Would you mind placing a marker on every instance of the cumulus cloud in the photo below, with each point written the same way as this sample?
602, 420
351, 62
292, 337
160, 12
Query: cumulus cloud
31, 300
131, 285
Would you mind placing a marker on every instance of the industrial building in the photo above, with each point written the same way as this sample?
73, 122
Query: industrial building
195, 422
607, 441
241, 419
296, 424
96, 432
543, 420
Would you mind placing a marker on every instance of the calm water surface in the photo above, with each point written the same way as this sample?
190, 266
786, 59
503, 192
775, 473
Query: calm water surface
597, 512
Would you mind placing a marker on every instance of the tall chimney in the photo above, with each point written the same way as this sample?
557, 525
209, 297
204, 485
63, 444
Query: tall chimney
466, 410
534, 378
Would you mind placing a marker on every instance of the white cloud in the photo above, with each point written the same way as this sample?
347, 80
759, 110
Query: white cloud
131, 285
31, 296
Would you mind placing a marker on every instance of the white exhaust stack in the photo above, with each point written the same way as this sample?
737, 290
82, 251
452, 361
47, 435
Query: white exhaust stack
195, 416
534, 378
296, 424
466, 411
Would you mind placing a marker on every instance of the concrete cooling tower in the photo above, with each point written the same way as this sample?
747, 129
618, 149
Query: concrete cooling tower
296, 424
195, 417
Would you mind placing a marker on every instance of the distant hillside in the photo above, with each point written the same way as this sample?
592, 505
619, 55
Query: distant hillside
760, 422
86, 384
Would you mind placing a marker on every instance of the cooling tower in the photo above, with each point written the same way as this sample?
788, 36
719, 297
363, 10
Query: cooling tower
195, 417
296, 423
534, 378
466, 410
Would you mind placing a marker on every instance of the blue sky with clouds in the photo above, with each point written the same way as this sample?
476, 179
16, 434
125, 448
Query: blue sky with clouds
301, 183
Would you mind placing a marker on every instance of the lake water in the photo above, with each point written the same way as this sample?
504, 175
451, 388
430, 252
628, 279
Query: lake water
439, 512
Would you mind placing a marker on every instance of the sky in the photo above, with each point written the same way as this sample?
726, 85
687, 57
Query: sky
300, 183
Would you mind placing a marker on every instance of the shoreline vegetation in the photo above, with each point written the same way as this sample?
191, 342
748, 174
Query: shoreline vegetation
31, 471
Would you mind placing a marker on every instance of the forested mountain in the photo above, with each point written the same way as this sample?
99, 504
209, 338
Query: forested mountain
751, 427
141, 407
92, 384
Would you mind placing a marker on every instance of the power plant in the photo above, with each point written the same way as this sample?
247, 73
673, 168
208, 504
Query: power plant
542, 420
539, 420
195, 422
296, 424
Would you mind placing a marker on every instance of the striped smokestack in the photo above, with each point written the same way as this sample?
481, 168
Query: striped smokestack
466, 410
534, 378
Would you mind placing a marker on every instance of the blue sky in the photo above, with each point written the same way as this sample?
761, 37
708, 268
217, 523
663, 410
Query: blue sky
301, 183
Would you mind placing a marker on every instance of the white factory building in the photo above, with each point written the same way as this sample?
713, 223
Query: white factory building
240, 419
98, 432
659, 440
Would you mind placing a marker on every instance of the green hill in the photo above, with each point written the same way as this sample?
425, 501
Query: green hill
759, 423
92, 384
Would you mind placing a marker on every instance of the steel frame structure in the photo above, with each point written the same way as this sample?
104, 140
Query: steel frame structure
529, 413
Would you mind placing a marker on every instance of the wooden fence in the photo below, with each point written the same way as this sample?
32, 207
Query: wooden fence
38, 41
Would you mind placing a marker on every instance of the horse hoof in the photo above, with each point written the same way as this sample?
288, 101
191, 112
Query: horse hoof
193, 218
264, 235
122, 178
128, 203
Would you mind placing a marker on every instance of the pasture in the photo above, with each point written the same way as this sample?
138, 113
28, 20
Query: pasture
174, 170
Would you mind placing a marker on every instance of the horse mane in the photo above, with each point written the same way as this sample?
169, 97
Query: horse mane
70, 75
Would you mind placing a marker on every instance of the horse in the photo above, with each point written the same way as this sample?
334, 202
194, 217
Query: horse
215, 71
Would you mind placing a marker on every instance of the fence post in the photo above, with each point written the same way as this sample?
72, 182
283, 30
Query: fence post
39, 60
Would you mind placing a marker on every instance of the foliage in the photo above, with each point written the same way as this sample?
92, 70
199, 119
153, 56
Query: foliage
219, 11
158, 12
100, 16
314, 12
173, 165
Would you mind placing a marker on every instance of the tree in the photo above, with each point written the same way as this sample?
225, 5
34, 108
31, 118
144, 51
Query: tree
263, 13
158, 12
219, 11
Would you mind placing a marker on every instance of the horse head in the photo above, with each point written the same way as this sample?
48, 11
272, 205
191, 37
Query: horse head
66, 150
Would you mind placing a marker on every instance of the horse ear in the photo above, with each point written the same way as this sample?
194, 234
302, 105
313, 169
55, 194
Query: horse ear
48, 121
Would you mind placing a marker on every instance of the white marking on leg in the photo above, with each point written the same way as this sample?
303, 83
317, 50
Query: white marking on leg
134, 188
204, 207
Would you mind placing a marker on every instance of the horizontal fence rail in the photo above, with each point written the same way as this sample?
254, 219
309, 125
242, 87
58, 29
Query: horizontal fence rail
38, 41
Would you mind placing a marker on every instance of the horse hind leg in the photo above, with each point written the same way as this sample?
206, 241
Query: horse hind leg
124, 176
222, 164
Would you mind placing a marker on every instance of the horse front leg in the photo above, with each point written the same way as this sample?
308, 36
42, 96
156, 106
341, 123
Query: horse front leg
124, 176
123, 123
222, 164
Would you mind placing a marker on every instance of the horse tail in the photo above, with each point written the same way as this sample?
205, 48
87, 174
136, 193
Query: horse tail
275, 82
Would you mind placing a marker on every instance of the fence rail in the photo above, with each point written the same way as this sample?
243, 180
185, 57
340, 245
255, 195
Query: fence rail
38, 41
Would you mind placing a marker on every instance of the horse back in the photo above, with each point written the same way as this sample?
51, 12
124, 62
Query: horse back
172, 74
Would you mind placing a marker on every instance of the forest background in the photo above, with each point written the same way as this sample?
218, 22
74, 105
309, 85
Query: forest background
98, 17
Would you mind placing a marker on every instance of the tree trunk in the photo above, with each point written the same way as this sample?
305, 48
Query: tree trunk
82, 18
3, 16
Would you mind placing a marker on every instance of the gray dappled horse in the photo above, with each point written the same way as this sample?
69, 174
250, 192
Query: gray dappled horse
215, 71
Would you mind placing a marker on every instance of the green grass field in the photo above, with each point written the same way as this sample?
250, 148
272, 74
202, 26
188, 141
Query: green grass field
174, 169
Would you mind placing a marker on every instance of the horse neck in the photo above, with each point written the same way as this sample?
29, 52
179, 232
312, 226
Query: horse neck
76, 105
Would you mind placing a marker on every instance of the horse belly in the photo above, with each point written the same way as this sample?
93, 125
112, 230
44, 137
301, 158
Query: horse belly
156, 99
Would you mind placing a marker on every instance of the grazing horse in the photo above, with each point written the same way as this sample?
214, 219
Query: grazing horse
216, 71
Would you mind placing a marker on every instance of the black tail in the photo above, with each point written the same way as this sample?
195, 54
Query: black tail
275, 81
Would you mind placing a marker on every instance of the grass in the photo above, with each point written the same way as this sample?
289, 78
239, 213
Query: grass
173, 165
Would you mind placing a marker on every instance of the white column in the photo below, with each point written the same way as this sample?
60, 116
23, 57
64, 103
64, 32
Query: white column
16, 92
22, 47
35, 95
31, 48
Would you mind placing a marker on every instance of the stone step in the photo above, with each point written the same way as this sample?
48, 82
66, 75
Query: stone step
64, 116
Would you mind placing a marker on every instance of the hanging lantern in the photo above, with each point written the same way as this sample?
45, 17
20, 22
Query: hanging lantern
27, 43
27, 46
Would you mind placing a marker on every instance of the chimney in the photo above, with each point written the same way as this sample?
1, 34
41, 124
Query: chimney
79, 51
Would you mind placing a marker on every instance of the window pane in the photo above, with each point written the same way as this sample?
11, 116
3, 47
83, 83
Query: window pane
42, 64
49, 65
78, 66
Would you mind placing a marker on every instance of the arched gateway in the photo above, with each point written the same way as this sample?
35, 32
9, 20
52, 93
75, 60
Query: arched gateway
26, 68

----------------

(EXERCISE): Copy out the lines from the line containing "the white column" to the end of the listing above, without alteration.

(WRITTEN ANSWER):
Would you mind placing a marker on every instance of the white column in the photo below, with each point written the same way as this sample?
60, 116
23, 57
64, 103
64, 32
Query: white column
16, 92
22, 47
35, 95
31, 48
Would you mind placing a marker on every instance of the stone step in the photo above, with each point written the same way as this sample?
48, 82
66, 75
Query: stone step
64, 116
Would you mind placing a marker on every instance of the hanging lantern in the photo above, with each point written the same way as this sample?
45, 17
20, 22
Query: hanging lantern
27, 43
27, 46
Would you mind placing a marker on every instance of the chimney in the photo above, with each point written the same way as this sample?
1, 34
41, 124
Query: chimney
79, 51
Would you mind placing a marker on every instance of the window pane in the photo above, with each point written the same way as this sample?
11, 116
3, 47
83, 83
Query: window pane
42, 64
49, 65
78, 66
Would you mind placing a marker on every instance of the arched gateway in the photo above, with each point written the same way as this sample?
35, 32
9, 20
52, 93
75, 60
Query: arched gateway
26, 68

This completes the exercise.